### Task
Set down exactly the stretch of lines below that opens at the line containing "If you could pin the garden hose" and continues through the last line of the entries, and nothing else.

Point-per-instance localization data
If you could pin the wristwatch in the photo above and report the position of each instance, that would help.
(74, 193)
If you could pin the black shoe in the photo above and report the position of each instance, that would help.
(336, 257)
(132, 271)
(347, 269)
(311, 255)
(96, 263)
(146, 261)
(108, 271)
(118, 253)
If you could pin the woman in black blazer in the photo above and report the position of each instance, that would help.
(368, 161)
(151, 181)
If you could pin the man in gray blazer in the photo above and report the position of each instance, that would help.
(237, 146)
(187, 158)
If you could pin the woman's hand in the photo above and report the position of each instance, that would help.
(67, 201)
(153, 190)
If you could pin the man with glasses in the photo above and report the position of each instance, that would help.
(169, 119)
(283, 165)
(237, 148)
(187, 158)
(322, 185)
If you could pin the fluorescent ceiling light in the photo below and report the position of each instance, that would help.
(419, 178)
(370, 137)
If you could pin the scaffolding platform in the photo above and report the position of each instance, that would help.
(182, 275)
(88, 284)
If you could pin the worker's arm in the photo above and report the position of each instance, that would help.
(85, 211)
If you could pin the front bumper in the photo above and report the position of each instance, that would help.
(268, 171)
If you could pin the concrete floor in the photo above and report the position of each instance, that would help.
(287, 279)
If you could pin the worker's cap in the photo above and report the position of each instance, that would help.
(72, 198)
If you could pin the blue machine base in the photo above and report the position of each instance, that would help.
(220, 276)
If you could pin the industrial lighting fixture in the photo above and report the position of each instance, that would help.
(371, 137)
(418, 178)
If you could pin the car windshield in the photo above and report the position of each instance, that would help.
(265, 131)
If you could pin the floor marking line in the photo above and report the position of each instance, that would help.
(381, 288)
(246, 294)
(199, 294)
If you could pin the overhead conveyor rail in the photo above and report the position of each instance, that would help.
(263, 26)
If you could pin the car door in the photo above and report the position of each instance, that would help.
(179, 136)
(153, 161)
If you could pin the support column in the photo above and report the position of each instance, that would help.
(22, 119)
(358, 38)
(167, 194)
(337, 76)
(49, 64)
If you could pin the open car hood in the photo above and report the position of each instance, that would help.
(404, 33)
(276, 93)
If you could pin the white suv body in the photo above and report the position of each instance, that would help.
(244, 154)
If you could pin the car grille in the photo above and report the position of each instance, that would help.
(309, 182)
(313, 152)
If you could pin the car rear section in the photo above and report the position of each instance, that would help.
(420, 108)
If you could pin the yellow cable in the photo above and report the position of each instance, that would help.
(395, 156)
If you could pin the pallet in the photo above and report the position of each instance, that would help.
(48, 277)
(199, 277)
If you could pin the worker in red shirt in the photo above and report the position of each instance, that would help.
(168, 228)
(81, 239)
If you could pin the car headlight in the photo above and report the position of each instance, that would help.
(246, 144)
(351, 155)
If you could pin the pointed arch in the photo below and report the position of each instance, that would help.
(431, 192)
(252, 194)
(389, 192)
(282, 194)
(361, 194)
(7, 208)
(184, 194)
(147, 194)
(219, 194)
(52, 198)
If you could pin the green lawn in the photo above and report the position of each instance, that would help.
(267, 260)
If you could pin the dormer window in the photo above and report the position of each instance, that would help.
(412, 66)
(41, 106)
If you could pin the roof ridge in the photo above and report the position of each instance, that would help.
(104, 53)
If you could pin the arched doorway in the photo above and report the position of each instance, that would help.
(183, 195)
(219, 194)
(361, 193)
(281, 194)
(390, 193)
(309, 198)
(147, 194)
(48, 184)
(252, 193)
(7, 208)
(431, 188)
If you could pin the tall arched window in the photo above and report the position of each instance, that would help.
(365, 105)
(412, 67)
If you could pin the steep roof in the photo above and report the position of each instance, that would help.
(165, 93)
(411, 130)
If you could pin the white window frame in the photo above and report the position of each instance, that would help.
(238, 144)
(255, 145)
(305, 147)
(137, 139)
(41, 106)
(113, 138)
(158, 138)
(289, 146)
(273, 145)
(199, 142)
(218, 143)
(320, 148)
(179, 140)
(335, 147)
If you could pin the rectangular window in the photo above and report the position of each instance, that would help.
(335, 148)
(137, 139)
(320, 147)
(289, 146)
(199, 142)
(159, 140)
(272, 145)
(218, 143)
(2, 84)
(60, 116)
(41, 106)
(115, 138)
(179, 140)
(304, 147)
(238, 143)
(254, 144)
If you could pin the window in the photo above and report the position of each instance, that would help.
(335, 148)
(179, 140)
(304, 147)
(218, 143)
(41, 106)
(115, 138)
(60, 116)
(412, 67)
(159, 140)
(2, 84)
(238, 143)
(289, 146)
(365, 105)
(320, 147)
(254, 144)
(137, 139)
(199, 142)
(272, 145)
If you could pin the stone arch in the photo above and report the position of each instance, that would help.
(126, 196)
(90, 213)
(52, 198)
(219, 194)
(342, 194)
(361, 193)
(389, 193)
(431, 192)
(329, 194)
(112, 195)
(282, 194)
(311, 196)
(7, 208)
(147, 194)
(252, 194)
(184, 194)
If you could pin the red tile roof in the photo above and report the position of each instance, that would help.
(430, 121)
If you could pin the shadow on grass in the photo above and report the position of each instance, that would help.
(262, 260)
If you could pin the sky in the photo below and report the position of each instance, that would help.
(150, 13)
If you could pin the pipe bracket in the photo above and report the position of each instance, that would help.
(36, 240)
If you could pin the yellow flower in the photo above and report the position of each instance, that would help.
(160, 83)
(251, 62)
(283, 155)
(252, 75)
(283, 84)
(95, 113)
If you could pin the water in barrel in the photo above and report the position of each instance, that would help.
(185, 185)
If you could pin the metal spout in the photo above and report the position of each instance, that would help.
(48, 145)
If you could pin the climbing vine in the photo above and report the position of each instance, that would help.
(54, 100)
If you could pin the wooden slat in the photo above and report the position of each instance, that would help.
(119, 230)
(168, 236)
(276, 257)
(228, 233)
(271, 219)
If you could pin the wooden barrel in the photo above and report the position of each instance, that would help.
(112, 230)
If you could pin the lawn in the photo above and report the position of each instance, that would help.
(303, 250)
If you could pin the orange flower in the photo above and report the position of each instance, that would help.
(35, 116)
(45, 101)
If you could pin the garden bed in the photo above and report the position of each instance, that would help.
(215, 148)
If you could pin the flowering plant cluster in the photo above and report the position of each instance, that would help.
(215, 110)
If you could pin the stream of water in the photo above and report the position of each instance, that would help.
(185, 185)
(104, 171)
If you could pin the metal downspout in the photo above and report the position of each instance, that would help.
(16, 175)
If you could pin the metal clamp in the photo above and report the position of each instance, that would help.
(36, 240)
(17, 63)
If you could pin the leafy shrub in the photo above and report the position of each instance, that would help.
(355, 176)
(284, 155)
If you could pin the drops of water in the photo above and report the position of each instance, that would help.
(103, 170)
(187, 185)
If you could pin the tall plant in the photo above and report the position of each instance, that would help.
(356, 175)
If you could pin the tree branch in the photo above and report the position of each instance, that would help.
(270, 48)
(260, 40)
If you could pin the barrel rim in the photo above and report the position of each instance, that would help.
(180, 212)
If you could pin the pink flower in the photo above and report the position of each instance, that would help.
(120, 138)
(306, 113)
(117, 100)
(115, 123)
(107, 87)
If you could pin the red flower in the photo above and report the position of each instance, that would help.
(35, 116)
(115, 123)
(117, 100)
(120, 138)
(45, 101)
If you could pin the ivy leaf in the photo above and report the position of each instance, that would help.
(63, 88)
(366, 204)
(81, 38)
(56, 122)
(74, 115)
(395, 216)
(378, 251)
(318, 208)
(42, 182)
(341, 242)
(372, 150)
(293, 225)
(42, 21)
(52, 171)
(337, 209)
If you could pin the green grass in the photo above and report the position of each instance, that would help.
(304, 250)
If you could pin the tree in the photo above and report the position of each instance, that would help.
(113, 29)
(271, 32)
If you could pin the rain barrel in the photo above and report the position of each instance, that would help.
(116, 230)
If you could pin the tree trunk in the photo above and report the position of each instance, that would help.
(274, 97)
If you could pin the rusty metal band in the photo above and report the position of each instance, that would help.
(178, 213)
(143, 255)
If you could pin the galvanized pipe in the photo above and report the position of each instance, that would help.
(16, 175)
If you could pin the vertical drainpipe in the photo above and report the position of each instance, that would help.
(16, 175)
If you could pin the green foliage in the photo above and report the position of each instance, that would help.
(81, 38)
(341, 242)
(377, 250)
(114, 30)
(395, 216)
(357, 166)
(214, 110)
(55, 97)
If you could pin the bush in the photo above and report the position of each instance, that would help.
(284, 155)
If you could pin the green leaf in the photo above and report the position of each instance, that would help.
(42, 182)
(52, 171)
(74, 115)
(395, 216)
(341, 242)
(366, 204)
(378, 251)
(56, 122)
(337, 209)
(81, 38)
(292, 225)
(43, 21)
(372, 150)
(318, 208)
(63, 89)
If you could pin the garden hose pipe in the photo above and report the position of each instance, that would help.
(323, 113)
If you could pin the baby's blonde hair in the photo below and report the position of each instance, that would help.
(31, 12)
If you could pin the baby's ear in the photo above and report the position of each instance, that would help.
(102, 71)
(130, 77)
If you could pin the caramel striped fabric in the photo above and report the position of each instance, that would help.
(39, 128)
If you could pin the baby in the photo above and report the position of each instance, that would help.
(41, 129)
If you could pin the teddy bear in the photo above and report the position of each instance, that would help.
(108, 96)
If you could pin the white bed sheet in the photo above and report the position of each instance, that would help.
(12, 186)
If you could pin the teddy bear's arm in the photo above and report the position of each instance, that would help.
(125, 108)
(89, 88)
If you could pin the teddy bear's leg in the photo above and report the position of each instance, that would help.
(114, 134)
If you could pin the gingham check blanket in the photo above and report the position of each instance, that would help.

### Exercise response
If you could pin the garden hose pipe in the photo above and report the position of each instance, that would help.
(323, 113)
If you could pin the baby's blonde hair in the photo below and report the position of each instance, that would help.
(31, 12)
If you could pin the baby's ear in the photo above and report the position of each instance, that would help.
(102, 71)
(130, 77)
If you could pin the caramel striped fabric in the photo above and report the position of each instance, that would help.
(39, 128)
If you could pin the baby in the photo above and report the position of each instance, that would help.
(41, 129)
If you could pin the teddy bear in the photo above and report the position of each instance, that would help.
(108, 96)
If you could pin the white bed sheet in the photo above and report the position of each instance, that would help.
(12, 186)
If you could pin the teddy bear's arm in the photo above and report the position of each instance, that would help.
(125, 108)
(89, 88)
If you could pin the teddy bear's leg in the photo above and report the position of each instance, that would help.
(114, 134)
If you could pin the gingham check blanket in the photo above and report the position of each instance, that would help.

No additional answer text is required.